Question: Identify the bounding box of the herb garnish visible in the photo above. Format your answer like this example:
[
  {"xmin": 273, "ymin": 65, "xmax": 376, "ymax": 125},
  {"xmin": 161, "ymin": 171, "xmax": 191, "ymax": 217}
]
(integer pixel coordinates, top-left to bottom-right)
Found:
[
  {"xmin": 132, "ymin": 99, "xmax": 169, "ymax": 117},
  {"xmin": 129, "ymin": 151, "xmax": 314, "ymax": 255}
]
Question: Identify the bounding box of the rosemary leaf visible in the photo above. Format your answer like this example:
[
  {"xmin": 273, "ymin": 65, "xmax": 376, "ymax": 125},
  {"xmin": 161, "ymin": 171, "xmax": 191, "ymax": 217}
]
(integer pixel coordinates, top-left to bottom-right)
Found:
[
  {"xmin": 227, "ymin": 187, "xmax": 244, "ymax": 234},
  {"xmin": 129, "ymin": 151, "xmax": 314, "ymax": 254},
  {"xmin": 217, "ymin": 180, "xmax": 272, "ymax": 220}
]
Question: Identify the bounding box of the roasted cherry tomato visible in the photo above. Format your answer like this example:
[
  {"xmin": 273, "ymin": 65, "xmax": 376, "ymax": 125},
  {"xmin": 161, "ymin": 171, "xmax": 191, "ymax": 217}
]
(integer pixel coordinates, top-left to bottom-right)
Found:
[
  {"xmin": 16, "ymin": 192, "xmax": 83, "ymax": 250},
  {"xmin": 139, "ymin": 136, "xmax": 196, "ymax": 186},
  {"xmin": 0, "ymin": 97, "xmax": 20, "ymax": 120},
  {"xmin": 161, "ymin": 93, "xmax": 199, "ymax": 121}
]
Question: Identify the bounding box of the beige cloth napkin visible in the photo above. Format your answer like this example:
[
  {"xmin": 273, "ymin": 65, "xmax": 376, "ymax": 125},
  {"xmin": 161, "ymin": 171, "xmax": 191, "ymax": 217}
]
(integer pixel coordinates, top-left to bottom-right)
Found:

########

Task brief:
Rewrite the stretch of entries above from the line that contains "Question: Identify the bounding box of the roasted" through the end of the entries, keeping every line, requests included. Multiply each bounding-box coordinate in the answers by 2.15 and round it to a whole number, with halves rounding up, while leaving the numbers in the requests and their format samples unchanged.

Problem solution:
Question: Identify the bounding box of the roasted cherry tomato visible in the photo above. Format your answer like this example:
[
  {"xmin": 273, "ymin": 65, "xmax": 376, "ymax": 125},
  {"xmin": 161, "ymin": 171, "xmax": 191, "ymax": 217}
]
(integer pixel coordinates, top-left to bottom-right)
Found:
[
  {"xmin": 34, "ymin": 413, "xmax": 178, "ymax": 538},
  {"xmin": 299, "ymin": 292, "xmax": 421, "ymax": 400},
  {"xmin": 0, "ymin": 209, "xmax": 43, "ymax": 258},
  {"xmin": 346, "ymin": 200, "xmax": 428, "ymax": 260}
]
Question: Identify the bounding box of the beige cloth napkin visible in the photo above. Format your answer like this example:
[
  {"xmin": 273, "ymin": 65, "xmax": 376, "ymax": 125},
  {"xmin": 161, "ymin": 171, "xmax": 191, "ymax": 217}
]
(integer pixel coordinates, top-left to bottom-right)
Found:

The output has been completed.